Count the lines of the material below that contain the string "suit", treating uppercase and lowercase as distinct. Give only the number.

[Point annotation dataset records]

┌──

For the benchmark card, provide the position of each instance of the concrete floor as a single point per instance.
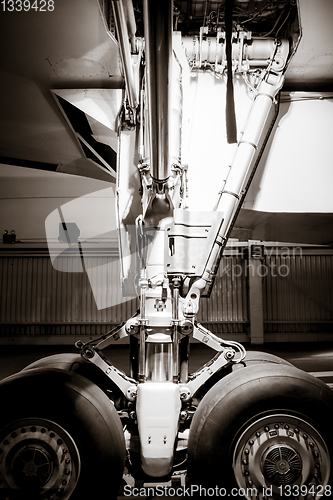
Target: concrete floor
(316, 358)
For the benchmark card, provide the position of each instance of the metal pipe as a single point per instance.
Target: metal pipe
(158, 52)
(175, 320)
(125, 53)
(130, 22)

└──
┌──

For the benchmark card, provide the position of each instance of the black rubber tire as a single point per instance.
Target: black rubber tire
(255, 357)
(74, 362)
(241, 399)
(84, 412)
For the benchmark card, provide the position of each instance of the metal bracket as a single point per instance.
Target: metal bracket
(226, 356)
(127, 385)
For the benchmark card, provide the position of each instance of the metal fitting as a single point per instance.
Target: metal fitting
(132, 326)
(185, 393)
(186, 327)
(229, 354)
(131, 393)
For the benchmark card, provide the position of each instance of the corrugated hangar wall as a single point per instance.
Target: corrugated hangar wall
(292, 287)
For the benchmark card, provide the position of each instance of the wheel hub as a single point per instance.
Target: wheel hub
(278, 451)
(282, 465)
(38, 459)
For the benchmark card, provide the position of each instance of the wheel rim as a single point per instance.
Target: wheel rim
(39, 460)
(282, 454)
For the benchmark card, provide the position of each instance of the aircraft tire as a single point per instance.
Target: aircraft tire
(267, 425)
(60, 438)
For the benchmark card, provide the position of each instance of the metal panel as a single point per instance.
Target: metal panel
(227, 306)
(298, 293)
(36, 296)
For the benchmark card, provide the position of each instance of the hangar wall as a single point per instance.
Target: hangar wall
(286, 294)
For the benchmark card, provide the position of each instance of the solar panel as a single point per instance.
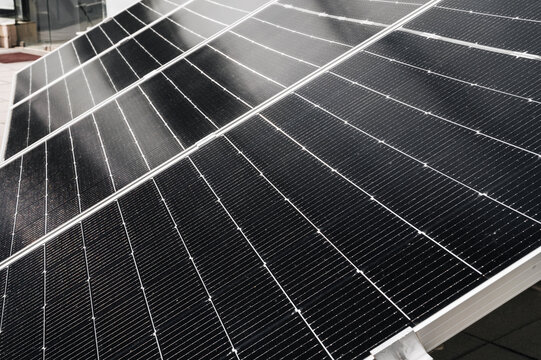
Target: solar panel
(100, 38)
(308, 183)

└──
┌──

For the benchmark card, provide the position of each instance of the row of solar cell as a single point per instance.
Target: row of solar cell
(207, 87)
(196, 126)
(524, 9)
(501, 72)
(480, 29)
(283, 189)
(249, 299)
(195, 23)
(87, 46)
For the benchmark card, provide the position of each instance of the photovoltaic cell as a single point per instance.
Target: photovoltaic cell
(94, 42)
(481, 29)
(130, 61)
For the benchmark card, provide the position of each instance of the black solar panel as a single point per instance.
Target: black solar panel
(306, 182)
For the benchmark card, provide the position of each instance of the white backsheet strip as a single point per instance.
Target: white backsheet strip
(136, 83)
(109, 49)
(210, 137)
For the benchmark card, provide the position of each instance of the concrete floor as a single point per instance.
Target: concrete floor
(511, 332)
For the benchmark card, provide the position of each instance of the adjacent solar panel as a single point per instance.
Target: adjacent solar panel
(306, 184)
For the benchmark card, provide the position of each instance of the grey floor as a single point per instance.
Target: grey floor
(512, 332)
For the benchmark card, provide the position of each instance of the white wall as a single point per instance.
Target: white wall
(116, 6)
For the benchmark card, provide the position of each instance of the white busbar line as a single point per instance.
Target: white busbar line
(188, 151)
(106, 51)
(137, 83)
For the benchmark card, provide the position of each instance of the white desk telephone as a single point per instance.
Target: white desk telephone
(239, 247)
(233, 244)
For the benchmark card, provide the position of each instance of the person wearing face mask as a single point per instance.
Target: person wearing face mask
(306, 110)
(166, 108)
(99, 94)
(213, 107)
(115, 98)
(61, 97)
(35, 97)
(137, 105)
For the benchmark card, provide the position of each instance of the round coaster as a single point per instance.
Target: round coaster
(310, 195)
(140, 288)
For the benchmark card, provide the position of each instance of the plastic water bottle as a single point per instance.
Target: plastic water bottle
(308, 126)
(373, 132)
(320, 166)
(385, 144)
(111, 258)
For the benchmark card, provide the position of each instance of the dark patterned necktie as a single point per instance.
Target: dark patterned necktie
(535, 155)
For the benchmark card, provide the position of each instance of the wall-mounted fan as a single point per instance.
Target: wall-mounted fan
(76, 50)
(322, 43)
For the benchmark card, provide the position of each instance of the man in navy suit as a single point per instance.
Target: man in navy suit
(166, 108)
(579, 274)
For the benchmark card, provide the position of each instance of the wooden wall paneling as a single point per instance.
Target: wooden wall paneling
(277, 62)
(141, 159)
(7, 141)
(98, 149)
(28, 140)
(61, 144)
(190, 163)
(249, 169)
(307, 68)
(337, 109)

└──

The response
2